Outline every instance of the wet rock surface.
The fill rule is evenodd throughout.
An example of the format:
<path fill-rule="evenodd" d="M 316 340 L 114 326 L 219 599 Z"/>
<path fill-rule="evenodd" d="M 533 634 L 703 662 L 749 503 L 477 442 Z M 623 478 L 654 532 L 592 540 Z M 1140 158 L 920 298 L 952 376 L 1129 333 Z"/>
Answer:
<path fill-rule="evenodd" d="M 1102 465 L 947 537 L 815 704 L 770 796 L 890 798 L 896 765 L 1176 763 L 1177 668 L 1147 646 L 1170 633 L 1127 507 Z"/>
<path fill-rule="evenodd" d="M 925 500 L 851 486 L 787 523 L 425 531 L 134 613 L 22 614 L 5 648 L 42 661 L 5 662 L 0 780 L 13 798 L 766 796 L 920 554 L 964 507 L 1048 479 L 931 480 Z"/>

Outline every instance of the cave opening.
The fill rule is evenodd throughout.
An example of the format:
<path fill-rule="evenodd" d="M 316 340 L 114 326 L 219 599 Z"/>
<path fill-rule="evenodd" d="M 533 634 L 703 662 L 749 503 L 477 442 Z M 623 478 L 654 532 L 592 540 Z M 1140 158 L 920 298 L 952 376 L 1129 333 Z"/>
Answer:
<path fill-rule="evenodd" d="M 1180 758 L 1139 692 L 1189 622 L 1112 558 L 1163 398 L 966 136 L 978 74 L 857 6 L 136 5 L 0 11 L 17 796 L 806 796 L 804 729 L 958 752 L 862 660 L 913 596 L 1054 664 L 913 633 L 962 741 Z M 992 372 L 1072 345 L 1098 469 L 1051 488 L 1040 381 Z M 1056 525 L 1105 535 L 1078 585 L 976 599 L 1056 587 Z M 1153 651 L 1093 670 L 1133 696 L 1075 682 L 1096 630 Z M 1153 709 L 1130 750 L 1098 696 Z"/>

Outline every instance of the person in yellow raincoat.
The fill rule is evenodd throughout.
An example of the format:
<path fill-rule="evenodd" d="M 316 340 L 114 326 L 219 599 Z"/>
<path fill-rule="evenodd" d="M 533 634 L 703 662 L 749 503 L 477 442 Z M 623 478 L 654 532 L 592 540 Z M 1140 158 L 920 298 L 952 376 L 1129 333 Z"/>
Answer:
★ ★ ★ ★ ★ ★ ★
TASK TO COMPLETE => Reproduce word for word the lines starting with the line that contains "Outline every instance of the person" and going on through the last line of the items.

RESPONSE =>
Outline every instance of the person in yellow raincoat.
The fill rule is evenodd throughout.
An example of the format:
<path fill-rule="evenodd" d="M 316 340 L 114 326 L 219 599 Z"/>
<path fill-rule="evenodd" d="M 533 634 L 703 662 L 749 503 L 477 442 Z M 623 478 L 654 532 L 592 540 Z M 1140 158 L 920 298 L 952 376 L 1129 333 Z"/>
Answer:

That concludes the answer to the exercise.